Begin Extract provided

Fair point. My thought is they are clearly spending money on tons of people they wouldn't have to if they were strictly passive. Presumably, if they didn't, the fees would be lower than they are now.
Isn't it equally likely the opposite - your comment presumes that Vanguard is using money from passive to prop up active, whereas it could also be that money from active is already being used to lower fees on passive?
And what happens if active fails? Then passive would take the hit even though people go with Vanguard specifically for the low-risk passive.
> And what happens if active fails? Then passive would take the hit

What specific concern do you have in mind? Are you aware that the corporate structure of Vanguard is that it is the funds who own the company, not the other way around?

https://corporate.vanguard.com/content/corporatesite/us/en/c...

why would the passive funds collapse? or the business?

why would the active funds fail?

if you have 1.1 million in the bank you can afford to take $500 to poker tables

Why should we presume that? It seems equally likely that the fees would have to be higher if not supported by profitable cross-sales.
It's high risk. Sure, if active funds succeed. But active funds fail more often than they succeed.
That’s a risk that Vanguard investors in active funds are willing to take. They’re not stupid, investors at Vanguard know that passive is their primary focus. Also the fees for their active funds are lower than average so they have a higher likelihood of success since a lot of the drag on active performance is… high fees.
3 bps instead of 4? That’s a savings of… $100 on a million annually.
I mean even $100 annually compounds to be tens of thousands over a lifetime. Furthermore, Vanguard manages like almost 10 trillion so that ends up being nearly a billion extra extracted per year.

End Extract provided

- _Set exercise 1_:
In the discussion of Vanguard's fees, who owns the company under Vanguard's corporate structure?
- _Set exercise 2_:
Retype the discussion of Vanguard's fees from "It's high risk." to "a million annually.".
- _Set exercise 3_:
Write the next few lines of the discussion of Vanguard's fees, picking up after its last comment.

Begin Provided information

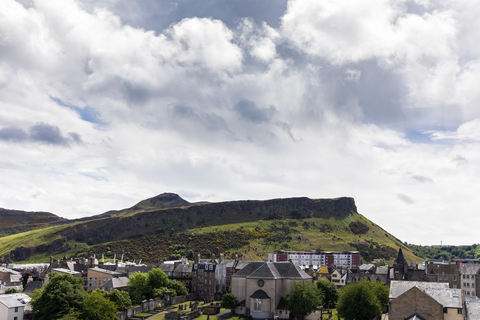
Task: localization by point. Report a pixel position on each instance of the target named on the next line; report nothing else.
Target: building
(12, 306)
(425, 300)
(207, 279)
(76, 274)
(96, 277)
(343, 259)
(259, 287)
(119, 284)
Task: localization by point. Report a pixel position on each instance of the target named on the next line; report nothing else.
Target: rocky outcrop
(179, 219)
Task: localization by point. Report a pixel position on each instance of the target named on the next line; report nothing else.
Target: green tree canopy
(358, 301)
(98, 307)
(177, 287)
(229, 301)
(62, 295)
(304, 298)
(329, 291)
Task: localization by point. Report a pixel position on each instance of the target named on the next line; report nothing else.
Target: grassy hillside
(15, 221)
(249, 228)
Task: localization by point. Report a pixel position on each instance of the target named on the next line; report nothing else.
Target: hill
(16, 221)
(250, 228)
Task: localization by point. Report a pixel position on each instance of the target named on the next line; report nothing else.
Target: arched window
(257, 305)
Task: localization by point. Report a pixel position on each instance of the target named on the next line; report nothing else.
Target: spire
(400, 258)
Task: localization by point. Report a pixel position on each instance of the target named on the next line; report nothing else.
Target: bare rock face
(178, 219)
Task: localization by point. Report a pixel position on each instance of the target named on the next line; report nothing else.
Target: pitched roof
(260, 294)
(400, 258)
(32, 285)
(272, 270)
(115, 283)
(398, 288)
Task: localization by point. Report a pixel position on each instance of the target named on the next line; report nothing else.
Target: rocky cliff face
(179, 219)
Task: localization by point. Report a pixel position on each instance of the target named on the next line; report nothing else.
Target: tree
(177, 287)
(98, 307)
(358, 301)
(138, 287)
(329, 291)
(62, 295)
(303, 299)
(229, 301)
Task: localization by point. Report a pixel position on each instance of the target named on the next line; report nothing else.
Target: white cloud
(248, 113)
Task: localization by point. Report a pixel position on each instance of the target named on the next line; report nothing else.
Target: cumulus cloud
(223, 101)
(41, 133)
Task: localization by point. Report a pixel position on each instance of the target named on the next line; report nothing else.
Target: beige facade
(259, 288)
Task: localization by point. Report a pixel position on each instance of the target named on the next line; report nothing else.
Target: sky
(104, 103)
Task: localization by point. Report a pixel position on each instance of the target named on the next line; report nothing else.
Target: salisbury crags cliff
(179, 219)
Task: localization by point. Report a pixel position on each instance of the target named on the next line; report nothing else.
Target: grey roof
(272, 270)
(260, 294)
(167, 267)
(473, 310)
(32, 285)
(229, 263)
(184, 268)
(469, 268)
(11, 302)
(142, 269)
(115, 283)
(398, 288)
(450, 298)
(6, 270)
(113, 273)
(382, 270)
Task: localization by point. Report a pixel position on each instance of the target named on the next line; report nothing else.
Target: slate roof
(469, 268)
(113, 273)
(272, 270)
(260, 294)
(115, 283)
(451, 298)
(398, 288)
(184, 268)
(167, 267)
(400, 258)
(6, 270)
(142, 269)
(11, 302)
(32, 285)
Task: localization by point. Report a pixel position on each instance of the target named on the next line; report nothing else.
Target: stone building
(259, 287)
(424, 300)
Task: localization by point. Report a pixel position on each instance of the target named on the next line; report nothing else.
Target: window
(257, 305)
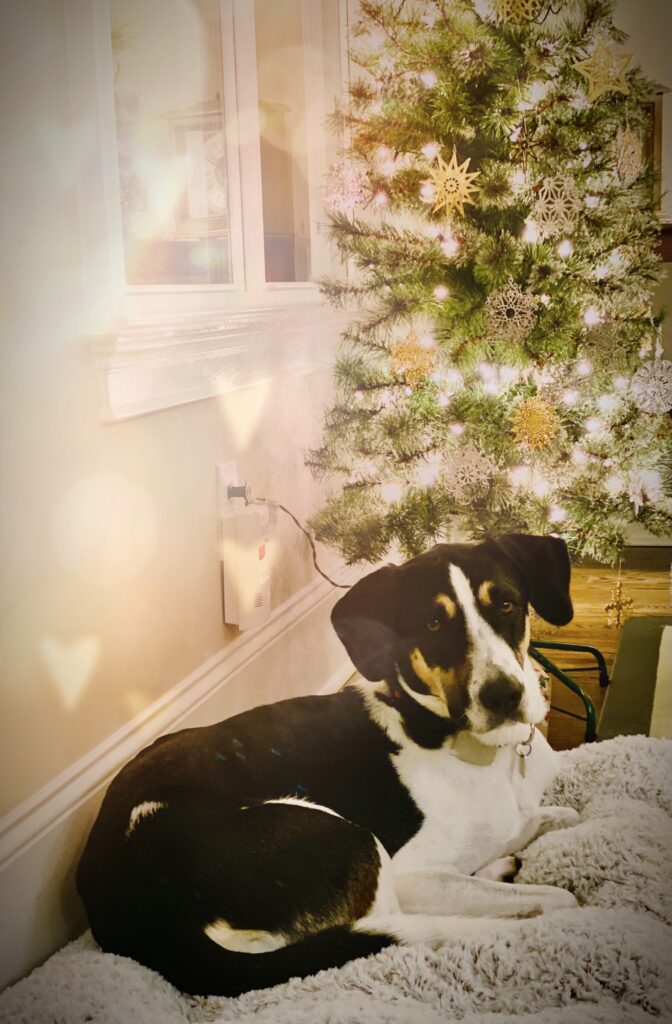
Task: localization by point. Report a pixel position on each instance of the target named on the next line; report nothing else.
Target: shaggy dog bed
(606, 962)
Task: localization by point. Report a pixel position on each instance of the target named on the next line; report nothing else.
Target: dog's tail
(198, 966)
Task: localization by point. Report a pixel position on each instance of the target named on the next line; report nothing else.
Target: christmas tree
(501, 369)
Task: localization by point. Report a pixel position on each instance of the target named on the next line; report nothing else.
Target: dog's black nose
(501, 694)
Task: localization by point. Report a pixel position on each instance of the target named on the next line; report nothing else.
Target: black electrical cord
(265, 501)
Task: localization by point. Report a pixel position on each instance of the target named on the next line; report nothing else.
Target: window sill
(160, 361)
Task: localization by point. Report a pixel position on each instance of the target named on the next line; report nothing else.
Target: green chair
(567, 680)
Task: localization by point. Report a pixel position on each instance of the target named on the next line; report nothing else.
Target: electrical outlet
(226, 476)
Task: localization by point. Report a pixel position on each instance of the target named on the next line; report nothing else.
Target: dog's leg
(545, 819)
(408, 929)
(422, 892)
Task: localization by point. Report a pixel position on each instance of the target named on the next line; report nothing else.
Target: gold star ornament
(604, 71)
(451, 184)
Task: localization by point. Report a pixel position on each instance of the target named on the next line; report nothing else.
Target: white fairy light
(427, 192)
(540, 485)
(607, 402)
(430, 151)
(508, 375)
(614, 484)
(592, 316)
(428, 78)
(519, 475)
(391, 492)
(429, 471)
(450, 247)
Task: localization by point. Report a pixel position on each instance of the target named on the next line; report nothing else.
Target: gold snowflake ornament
(629, 154)
(451, 184)
(412, 360)
(510, 312)
(556, 207)
(604, 71)
(518, 11)
(619, 605)
(535, 424)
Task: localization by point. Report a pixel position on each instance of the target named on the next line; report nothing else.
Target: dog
(301, 835)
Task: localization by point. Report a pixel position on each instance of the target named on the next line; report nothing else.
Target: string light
(592, 316)
(607, 402)
(430, 151)
(531, 232)
(391, 492)
(428, 79)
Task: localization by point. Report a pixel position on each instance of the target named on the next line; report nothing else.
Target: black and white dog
(298, 836)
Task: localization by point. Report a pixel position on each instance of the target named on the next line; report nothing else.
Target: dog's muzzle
(502, 696)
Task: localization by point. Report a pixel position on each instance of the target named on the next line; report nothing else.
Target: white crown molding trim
(165, 360)
(51, 805)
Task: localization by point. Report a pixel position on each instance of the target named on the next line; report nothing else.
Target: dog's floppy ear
(364, 620)
(545, 564)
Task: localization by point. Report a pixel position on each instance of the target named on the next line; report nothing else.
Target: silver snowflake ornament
(468, 472)
(345, 186)
(556, 207)
(510, 312)
(629, 153)
(652, 387)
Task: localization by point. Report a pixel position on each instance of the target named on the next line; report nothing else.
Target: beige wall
(110, 582)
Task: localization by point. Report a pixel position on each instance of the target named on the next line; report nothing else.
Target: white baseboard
(294, 653)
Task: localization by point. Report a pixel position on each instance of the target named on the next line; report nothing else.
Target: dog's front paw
(557, 817)
(553, 898)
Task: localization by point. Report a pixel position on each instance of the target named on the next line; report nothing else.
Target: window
(221, 141)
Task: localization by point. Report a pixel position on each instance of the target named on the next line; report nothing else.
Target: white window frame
(167, 345)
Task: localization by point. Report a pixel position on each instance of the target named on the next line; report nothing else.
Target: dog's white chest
(472, 813)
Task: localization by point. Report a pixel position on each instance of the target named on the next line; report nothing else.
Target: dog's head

End Provided information

- _Expected answer 1_:
The funds own the company, not the other way around.

- _Expected answer 2_:
It's high risk. Sure, if active funds succeed. But active funds fail more often than they succeed.
That’s a risk that Vanguard investors in active funds are willing to take. They’re not stupid, investors at Vanguard know that passive is their primary focus. Also the fees for their active funds are lower than average so they have a higher likelihood of success since a lot of the drag on active performance is… high fees.
3 bps instead of 4? That’s a savings of… $100 on a million annually.

- _Expected answer 3_:
My main issue though is that Vanguard's brand is low-risk passive, but they are now selling high-risk active funds under that brand.

You aren't wrong that Vanguard seems more active friendly these days.

But Vanguard under Bogle always played both sides of the fence at least to some extent. They have always had that actively managed Windsor fund, right? And Wellington?

I think your article headline shows you have a fair bit more to learn about Bogle. Or at least you haven't made your case on that front. Bogle was at least as much about low cost and aligning interests of the investment client as he was about passive indexing, though he is known more for the latter.

Here's a writeup with a couple pointers to more on the topic from Bogle: https://www.bogleheads.org/forum/viewtopic.php?t=388377

Vanguard's brand is "retirement management company." If you were to ask the vast majority of people with their retirement accounts managed by Vanguard who Jack Bogle was very few would be able to answer.

Quibbling over one basis point in fees just doesn't feel valuable. Tracking error will be larger than this.